Eber: I don’t think that there is a specific prairie aesthetic. I think that all musicians are all pretty different, the prairie aesthetic maybe is folk music, or at least is what I would think of, but I don’t think people from this region necessarily write the same kind of music. I think whatever prairie aesthetic means is different from just the Midwest. The town of Grinnell, to me, has been very inspiring just in terms of what it feels like to walk around and see the same places during different times of the year and stuff like that… and that’s definitely very specific to Grinnell and being a very small town in the Midwest, and that’s definitely connected to the prairie region. One thing I’ve been thinking about is being at Grinnell the school and in Grinnell the town. I think both are so small that the music scene is immediately recognizable. It’s held together by the fact that we’re all together in a small town. I think that’s something pretty special and different about being in a small town, in terms of a music scene, than being in Boston, when you could hear a new band anytime.
I listen to Seth when I want to hear songs about Grinnell; it is not like New York City or something where I could listen to anyone. What that means is that each individual song becomes a lot more powerful and embodies a lot more things. Using New York, you might see a landmark and be like “Oh yes, so many people have written about this landmark,” and it might remind you of a song or many different songs but I think Grinnell, being small, has fewer things that would catch your eye…so when they do catch your eye it’s a bigger deal. I feel like there’s probably not many people besides Seth who would write a song about sitting on a bench in Miller Park. Songs about small towns often feel a lot more personal than songs about places that tons of people have been.

__Given exercise__: Translate this sentence from the interview about Grinnell's music scene into Spanish: "Songs about small towns often feel a lot more personal than songs about places that tons of people have been."

__Data shown__:
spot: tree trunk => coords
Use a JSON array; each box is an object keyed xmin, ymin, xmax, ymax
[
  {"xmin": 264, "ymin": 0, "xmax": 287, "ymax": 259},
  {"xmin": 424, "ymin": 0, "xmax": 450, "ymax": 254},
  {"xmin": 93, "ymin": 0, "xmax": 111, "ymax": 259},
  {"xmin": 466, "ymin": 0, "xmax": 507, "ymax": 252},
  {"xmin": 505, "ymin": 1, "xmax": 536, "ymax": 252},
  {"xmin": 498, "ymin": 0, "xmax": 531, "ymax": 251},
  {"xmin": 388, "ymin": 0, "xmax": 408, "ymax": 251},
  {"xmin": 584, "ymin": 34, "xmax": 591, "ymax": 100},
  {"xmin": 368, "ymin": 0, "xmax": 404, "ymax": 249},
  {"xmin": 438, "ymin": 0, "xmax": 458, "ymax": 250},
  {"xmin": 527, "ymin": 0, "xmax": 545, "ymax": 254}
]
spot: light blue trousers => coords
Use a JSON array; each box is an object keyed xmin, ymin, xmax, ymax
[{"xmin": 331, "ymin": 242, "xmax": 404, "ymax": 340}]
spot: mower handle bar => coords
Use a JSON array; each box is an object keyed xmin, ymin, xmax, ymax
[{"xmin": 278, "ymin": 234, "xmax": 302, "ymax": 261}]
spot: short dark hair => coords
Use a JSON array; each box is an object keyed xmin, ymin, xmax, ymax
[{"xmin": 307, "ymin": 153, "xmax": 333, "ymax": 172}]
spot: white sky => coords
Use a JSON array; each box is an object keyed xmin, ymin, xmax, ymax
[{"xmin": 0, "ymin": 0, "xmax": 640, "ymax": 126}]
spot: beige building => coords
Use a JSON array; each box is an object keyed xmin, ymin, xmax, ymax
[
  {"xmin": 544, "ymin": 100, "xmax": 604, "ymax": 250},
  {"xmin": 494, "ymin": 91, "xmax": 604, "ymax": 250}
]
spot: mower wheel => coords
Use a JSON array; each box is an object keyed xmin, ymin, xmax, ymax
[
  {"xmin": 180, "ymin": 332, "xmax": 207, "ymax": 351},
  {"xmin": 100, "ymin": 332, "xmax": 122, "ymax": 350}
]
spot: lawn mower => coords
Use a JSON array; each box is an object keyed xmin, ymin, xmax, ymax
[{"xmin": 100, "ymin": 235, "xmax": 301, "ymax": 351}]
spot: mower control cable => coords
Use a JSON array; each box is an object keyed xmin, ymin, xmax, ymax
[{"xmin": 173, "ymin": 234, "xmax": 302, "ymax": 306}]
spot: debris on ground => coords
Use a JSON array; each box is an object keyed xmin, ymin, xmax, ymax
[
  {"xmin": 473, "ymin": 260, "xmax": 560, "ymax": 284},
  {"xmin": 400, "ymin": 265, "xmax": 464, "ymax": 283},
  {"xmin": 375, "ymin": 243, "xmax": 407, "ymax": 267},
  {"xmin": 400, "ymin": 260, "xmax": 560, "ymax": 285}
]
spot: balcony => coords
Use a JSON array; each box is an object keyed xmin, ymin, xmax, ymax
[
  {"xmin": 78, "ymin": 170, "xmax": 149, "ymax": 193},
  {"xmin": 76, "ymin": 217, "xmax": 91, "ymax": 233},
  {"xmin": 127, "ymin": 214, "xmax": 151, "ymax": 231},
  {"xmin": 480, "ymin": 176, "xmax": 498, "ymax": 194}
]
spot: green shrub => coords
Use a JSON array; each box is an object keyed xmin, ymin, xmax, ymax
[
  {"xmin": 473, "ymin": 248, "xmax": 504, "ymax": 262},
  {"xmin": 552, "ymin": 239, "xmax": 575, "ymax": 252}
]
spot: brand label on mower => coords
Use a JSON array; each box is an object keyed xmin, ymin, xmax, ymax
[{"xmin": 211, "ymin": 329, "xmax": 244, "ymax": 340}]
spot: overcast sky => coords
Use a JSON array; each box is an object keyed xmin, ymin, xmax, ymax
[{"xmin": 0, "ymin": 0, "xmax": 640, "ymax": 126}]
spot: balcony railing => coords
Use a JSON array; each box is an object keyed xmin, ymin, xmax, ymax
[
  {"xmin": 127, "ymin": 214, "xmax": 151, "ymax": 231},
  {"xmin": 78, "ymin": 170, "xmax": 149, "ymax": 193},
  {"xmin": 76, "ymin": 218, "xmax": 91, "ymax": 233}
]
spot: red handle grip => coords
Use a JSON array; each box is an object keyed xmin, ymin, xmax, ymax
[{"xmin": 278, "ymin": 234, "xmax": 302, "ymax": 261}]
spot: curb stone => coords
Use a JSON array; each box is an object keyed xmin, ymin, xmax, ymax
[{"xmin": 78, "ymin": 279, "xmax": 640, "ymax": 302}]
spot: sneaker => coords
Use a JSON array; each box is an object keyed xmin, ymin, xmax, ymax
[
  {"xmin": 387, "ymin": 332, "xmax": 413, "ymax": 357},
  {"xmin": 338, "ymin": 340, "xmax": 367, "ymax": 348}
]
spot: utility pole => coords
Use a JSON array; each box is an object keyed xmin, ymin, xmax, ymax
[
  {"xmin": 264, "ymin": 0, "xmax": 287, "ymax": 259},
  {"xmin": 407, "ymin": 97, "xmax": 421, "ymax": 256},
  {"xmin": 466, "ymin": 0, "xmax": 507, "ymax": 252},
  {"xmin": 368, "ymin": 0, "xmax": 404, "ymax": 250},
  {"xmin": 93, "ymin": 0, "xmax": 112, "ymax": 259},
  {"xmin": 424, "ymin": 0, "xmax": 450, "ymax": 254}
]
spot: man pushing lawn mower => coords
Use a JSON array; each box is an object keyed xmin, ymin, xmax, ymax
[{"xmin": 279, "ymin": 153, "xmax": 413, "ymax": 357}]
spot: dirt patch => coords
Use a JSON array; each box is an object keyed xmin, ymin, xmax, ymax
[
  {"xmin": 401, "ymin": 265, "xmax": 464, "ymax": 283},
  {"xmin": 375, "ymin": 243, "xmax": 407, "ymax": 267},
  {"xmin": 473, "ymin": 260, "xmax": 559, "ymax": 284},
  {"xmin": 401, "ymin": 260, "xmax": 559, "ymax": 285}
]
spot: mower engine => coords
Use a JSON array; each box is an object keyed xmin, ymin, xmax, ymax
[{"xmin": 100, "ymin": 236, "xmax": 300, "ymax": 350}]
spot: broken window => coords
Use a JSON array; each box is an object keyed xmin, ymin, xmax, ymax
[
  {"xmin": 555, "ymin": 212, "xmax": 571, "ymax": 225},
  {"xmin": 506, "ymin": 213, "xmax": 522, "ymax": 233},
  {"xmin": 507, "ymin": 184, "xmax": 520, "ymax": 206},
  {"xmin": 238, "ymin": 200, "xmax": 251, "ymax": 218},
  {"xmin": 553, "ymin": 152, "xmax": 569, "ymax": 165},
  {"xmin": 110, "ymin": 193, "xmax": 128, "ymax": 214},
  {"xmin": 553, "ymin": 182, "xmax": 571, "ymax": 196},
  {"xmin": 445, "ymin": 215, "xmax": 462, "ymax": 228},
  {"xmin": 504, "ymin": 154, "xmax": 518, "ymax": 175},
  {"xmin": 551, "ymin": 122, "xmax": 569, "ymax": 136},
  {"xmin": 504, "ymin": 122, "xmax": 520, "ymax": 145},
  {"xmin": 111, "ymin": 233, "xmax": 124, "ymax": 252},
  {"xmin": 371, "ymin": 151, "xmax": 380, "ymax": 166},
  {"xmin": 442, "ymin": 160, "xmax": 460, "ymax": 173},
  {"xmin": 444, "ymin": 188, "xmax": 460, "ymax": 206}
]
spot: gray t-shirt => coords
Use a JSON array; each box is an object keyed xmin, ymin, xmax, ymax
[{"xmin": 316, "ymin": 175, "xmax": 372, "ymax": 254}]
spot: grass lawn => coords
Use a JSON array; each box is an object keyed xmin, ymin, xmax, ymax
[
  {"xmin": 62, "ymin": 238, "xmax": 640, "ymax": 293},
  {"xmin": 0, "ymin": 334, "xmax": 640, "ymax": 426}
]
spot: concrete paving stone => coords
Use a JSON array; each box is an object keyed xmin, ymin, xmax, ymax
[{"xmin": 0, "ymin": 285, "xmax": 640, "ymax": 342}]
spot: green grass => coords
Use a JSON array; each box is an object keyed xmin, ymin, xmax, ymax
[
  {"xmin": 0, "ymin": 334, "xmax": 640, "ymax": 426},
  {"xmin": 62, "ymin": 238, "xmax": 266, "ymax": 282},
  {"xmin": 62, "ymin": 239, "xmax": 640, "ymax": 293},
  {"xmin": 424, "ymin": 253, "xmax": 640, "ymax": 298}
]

__Written response__: Las canciones sobre pueblos pequeños a menudo se sienten mucho más personales que las canciones sobre lugares donde ha estado muchísima gente.